▶ [Document]:
+ + + + + + +

We are faced with the demise of LEI. The current legal expenses model works because, in most cases, the insured legal costs are paid by the at-fault insurer. This means that an insurer can sell the policy and receive the premium, but only has to make a payment under that policy in extremely rare circumstances. So they can keep the premiums at an affordable level.

If the small claims limit is increased, then the legal costs will no longer be payable by the at-fault insurer.  They will instead fall to be paid by the legal expenses provider.  The consequence will either be that it will become uneconomic for insurers to offer an LEI policy, or the policy will become prohibitively expensive. I’m not sure that we want either option.

Thousands of claims are made by policyholders which do not involve claims for any injury. They simply want to be reimbursed for their financial loss. Presently these are covered by LEI.  At Carpenters we estimate that this accounts for over 30% of claims. Policy excess, loss of earnings, travel expenses, car seats, motorcycle helmets, repair costs or bent metal value. Disbursements such as DVLA, MID, CUEPI fees – all for non-injury claims. If under £5,000, as such claims will probably be, all would no longer be able to access advice from reputable, regulated insurer panel law firms. Is this really the service we want to provide to our customers?

We do not yet know whether it is to be proposed that general damages are scrapped for minor soft tissue injuries or more specifically whiplash injuries. Whatever is proposed in the consultation, abolishing the right to damages for injuries caused by somebody’s negligence feels to me fundamentally unfair.

+ + + + + + +

▶ [Recorded data]:
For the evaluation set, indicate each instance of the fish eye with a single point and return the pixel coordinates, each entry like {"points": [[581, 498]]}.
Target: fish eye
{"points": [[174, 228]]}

+ + + + + + +

▶ [Set task]: Quote the piece on legal expenses insurance in full, word for word. The listing has no connection to the piece on legal expenses insurance.

▶ [Solved problem]:
We are faced with the demise of LEI. The current legal expenses model works because, in most cases, the insured legal costs are paid by the at-fault insurer. This means that an insurer can sell the policy and receive the premium, but only has to make a payment under that policy in extremely rare circumstances. So they can keep the premiums at an affordable level.

If the small claims limit is increased, then the legal costs will no longer be payable by the at-fault insurer.  They will instead fall to be paid by the legal expenses provider.  The consequence will either be that it will become uneconomic for insurers to offer an LEI policy, or the policy will become prohibitively expensive. I’m not sure that we want either option.

Thousands of claims are made by policyholders which do not involve claims for any injury. They simply want to be reimbursed for their financial loss. Presently these are covered by LEI.  At Carpenters we estimate that this accounts for over 30% of claims. Policy excess, loss of earnings, travel expenses, car seats, motorcycle helmets, repair costs or bent metal value. Disbursements such as DVLA, MID, CUEPI fees – all for non-injury claims. If under £5,000, as such claims will probably be, all would no longer be able to access advice from reputable, regulated insurer panel law firms. Is this really the service we want to provide to our customers?

We do not yet know whether it is to be proposed that general damages are scrapped for minor soft tissue injuries or more specifically whiplash injuries. Whatever is proposed in the consultation, abolishing the right to damages for injuries caused by somebody’s negligence feels to me fundamentally unfair.